* **Source passage**:
= Beginning of Section =
I am not sure. Was just browsing through the APR website(on the date that I've posted my last comment) and found out they've released the Stage 2 Map.
 

Mk R

New member
I am not sure. Was just browsing through the APR website(on the date that I've posted my last comment) and found out they've released the Stage 2 Map.

I had the APR stage 2 Map installed in August this year along with a turbo back Milltek exhaust. I had the turbo replaced at the same time due to shaft play after ~120,000km.

Prior to the upgrade the car was running a 2011 CAVD block (stock pistons) with a 2012 HPFP, S3 intercooler, K&N airbox/filter, DV+ diverter valve, odyssey PC680 battery and various other valve and small part replacements. It had been on the APR stage 1 map since 2014.

The Map went well initially and was a nice bump up from the stage 1. The torque curve felt much flatter and the rush was pushed up the rev range to be more turbo focused. The exhaust sound is good fun too with some pops and crackle that you don't normally get in the 6sp manual

Boost Limp

Since then I have experienced the boost limp on and off. Worth mentioning that one of the hoses from the intercooler has pretty much popped off the lower boost pipe elbow (engine side of the intercooler). Healthy peak boost for the stage 2 map on my PODI gauge was showing about 22PSI. Now it's around 18PSI, when the limp kicks in and it's limited to 15PSI.

Alternative Stage 2 Options

As far as alternative stage 2 options go here, there's REVO, Harding Performance (ex-distributor for APR in Australia) and e-tuners. I've noted Blower's comments on the AFR issue and potential knock sensor sensitivity.

I'm not in a huge rush for a new tune as it'd be an expensive exercise but would like to lose the boost limp.

Couple of questions:

Is the TMG coil spacer essential for the R8 coils?
Is there an alternative? (the TMG postage to Australia is like 100 Euro)
Would the G revision stock coils be sufficient in the absence of the R8s in your opinions?
Would you wrap your downpipe?
 
Last edited:

blower

Ready to race!
I had the APR stage 2 Map installed in August this year along with a turbo back Milltek exhaust. I had the turbo replaced at the same time due to shaft play after ~120,000km.

Prior to the upgrade the car was running a 2011 CAVD block (stock pistons) with a 2012 HPFP, S3 intercooler, K&N airbox/filter, DV+ diverter valve, odyssey PC680 battery and various other valve and small part replacements. It had been on the APR stage 1 map since 2014.

The Map went well initially and was a nice bump up from the stage 1. The torque curve felt much flatter and the rush was pushed up the rev range to be more turbo focused. The exhaust sound is good fun too with some pops and crackle that you don't normally get in the 6sp manual

Boost Limp

Since then I have experienced the boost limp on and off. Worth mentioning that one of the hoses from the intercooler has pretty much popped off the lower boost pipe elbow (engine side of the intercooler). Healthy peak boost for the stage 2 map on my PODI gauge was showing about 22PSI. Now it's around 18PSI, when the limp kicks in and it's limited to 15PSI.

Alternative Stage 2 Options

As far as alternative stage 2 options go here, there's REVO, Harding Performance (ex-distributor for APR in Australia) and e-tuners. I've noted Blower's comments on the AFR issue and potential knock sensor sensitivity.
= End of Section =
* **Task set**:
A) Update the forum post: begin at the words "I'm not in a", stop after "wrap your downpipe?", and write that stretch out again with "downpipe" replaced by "intercooler pipe".
B) For each statement below, say whether it agrees with the forum post, answering yes or no and quoting the words of the forum post that decide it.
(i) The turbo was replaced because of shaft play after roughly 120,000km.
(ii) The car had been on the APR stage 1 map since 2012.
(iii) Once the limp kicks in, boost is limited to 18PSI.

[Dataset entries]
= Beginning of Section =
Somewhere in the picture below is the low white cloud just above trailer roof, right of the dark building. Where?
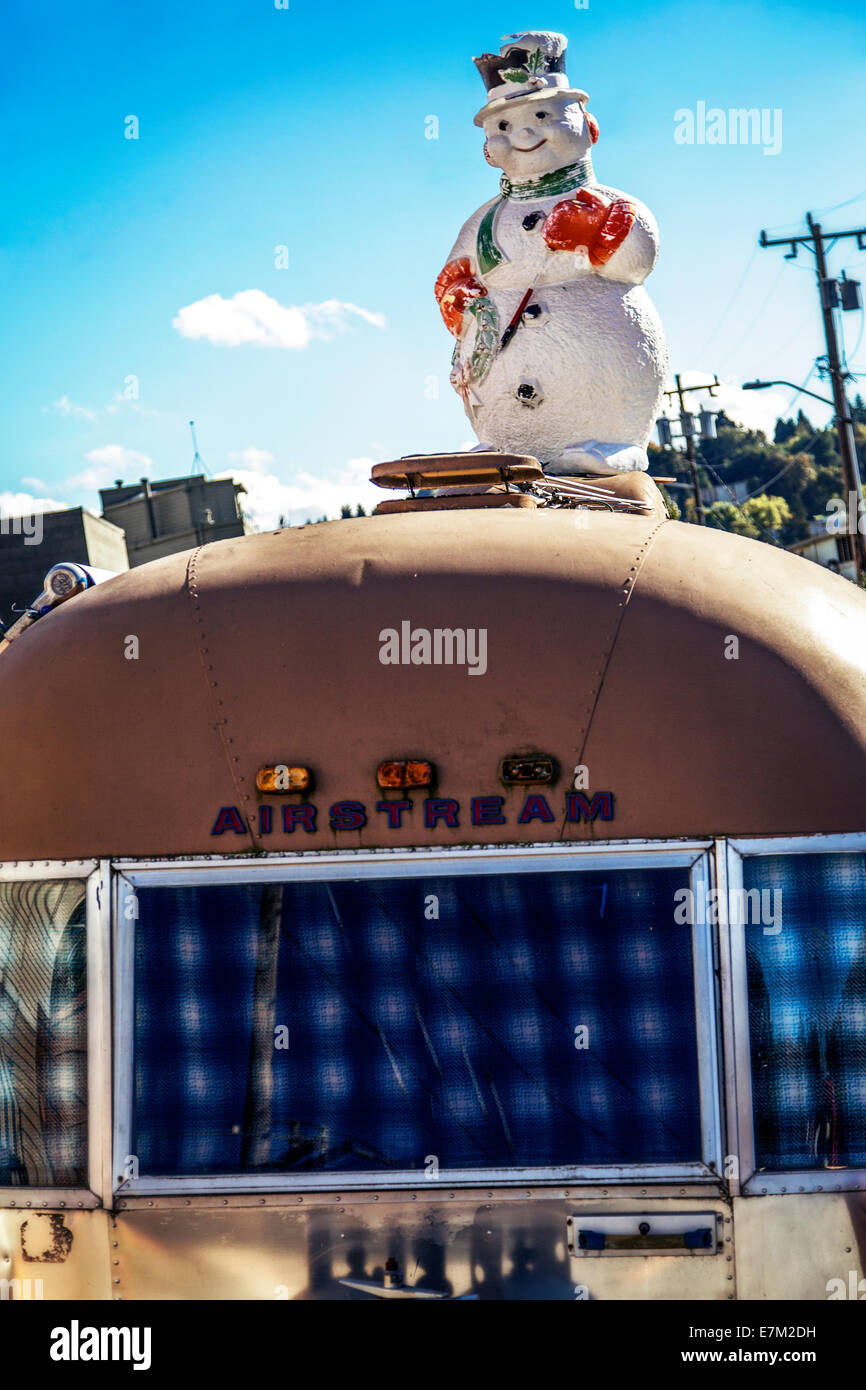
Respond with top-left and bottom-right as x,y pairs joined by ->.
217,450 -> 388,531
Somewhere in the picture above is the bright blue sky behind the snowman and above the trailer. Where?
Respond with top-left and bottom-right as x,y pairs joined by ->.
0,0 -> 866,524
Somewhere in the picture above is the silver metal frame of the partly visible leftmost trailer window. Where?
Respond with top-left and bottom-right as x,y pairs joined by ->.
0,859 -> 111,1209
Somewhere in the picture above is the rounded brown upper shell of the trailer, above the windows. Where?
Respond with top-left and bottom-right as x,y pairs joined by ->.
0,507 -> 866,860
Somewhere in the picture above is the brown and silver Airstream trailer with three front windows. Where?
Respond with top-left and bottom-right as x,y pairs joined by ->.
0,456 -> 866,1300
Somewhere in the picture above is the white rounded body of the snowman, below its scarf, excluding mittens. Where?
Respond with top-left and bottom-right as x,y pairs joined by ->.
449,183 -> 667,473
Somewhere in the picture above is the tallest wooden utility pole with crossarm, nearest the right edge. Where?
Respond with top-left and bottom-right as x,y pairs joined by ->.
759,213 -> 866,581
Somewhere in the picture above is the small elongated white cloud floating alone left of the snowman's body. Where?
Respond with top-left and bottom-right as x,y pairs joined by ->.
172,289 -> 385,349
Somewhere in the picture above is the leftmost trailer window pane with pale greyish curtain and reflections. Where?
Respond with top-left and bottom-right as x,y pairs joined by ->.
0,880 -> 88,1187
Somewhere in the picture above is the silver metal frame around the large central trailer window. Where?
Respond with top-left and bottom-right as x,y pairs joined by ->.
113,840 -> 723,1197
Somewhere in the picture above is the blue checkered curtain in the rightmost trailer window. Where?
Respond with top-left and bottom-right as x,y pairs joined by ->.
742,853 -> 866,1172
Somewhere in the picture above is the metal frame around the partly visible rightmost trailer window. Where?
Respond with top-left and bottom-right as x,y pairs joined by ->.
716,833 -> 866,1197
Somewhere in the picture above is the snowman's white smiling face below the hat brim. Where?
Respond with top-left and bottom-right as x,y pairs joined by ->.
484,96 -> 592,182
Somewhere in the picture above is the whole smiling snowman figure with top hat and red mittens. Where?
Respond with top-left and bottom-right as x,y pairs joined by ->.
436,32 -> 667,475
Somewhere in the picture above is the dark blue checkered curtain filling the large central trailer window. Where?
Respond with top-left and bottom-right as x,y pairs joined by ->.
= End of Section =
* **List of solutions**:
A)
I'm not in a huge rush for a new tune as it'd be an expensive exercise but would like to lose the boost limp.

Couple of questions:

Is the TMG coil spacer essential for the R8 coils?
Is there an alternative? (the TMG postage to Australia is like 100 Euro)
Would the G revision stock coils be sufficient in the absence of the R8s in your opinions?
Would you wrap your intercooler pipe?

B)
(i) Yes: "I had the turbo replaced at the same time due to shaft play after ~120,000km."
(ii) No: "It had been on the APR stage 1 map since 2014."
(iii) No: "Now it's around 18PSI, when the limp kicks in and it's limited to 15PSI."